### Text block

Re: EVR issues: set:versions, epoch-as-string, now twiddle-in-version

2012-06-28 Thread Alexey Tourbin
On Sat, Jun 23, 2012 at 7:10 AM, Jeffrey Johnson n3...@me.com wrote:
 Why is it any wrong to minimize bandwidth, or, in other words, why it
 is bad to spend less money? Your answer is like, because the meaning
 of life is not to spend less money, which is a wrong perspective.
 Okay, but what's a better perspective? Spending more money for less
 good is not at all a better perspective.

 Nothing I said implies that bandwidth reduction is wrong.

 If you want to minimize bandwidth downloading packages compress
 the metadata and deal with the legacy compatible issues however
 you want/need.

 My rule of thumb is that metadata is ~15% of the size of a
 typical *.rpm package: assuming 50% compression one might save
 7.5% of the package download cost (0.50 * 0.15 = 7.5%).

An interesting practical matter behind set-versions is that we can
simply represent the exact set of symbols, which can be encoded and
pictured like this:

Provides: libfoo.so.0 = set:sym1,sym2,sym3,sym4
Requires: libfoo.so.0 = set:sym1,sym3
(where symN stands for direct ELF symbol name - e.g. strcmp). You
simply name the symbols which you require or provide! In fact, this is
exactly how early alpha set-versions were implemented - before I had
some time to ponder over approximate set/subset encoding problem (it
is then how sym1,sym2... sets where converted into numbers, per
symbol, and compressed). The point here is that the price of the exact
set representation may, or may not, be prohibitive. If the price is
not prohibitive, it's a no-brainer: you don't have to involve into
approximate subset business at all. Sometimes, you simply should not
use bloom filters, despite the fact that they might seem appealing.
However, if the price is prohibitive, which it was, the reason for
going into approximate subset business is also a no-brainer: you
should cut down heavily and optimize for size first. If you simply
introduced probabilities without making things less prohibitive, did
you do anything useful at all? You only spoiled things a bit!

######

* Objective:
Recast the forum thread paragraph that begins "My rule of thumb is" as a brief list, keeping its figures.

### Provided data

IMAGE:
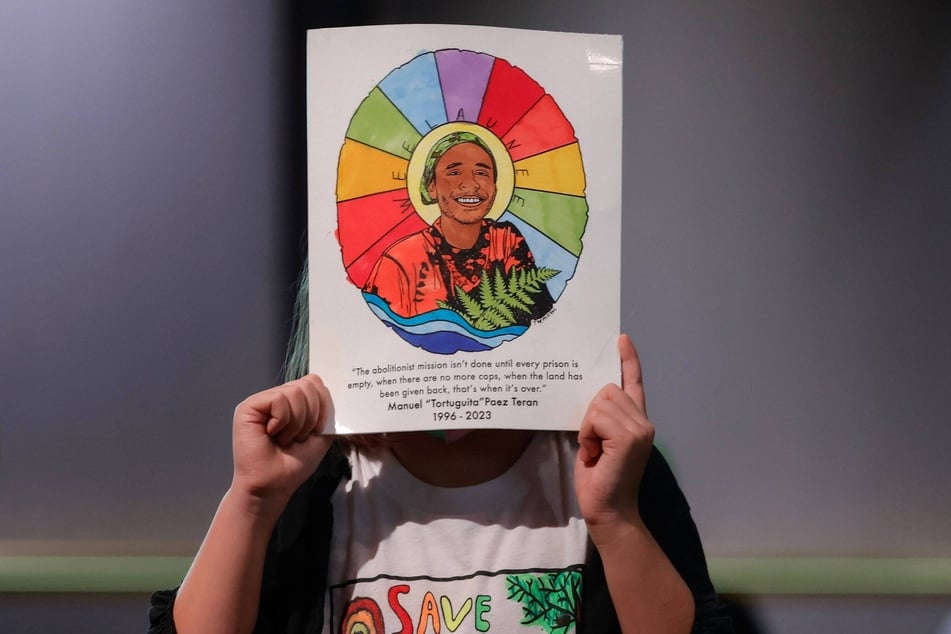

######

* Output:
- Rule of thumb: metadata is about 15% of the size of a typical *.rpm package.
- Assuming 50% compression, one might save 7.5% of the package download cost (0.50 * 0.15 = 7.5%).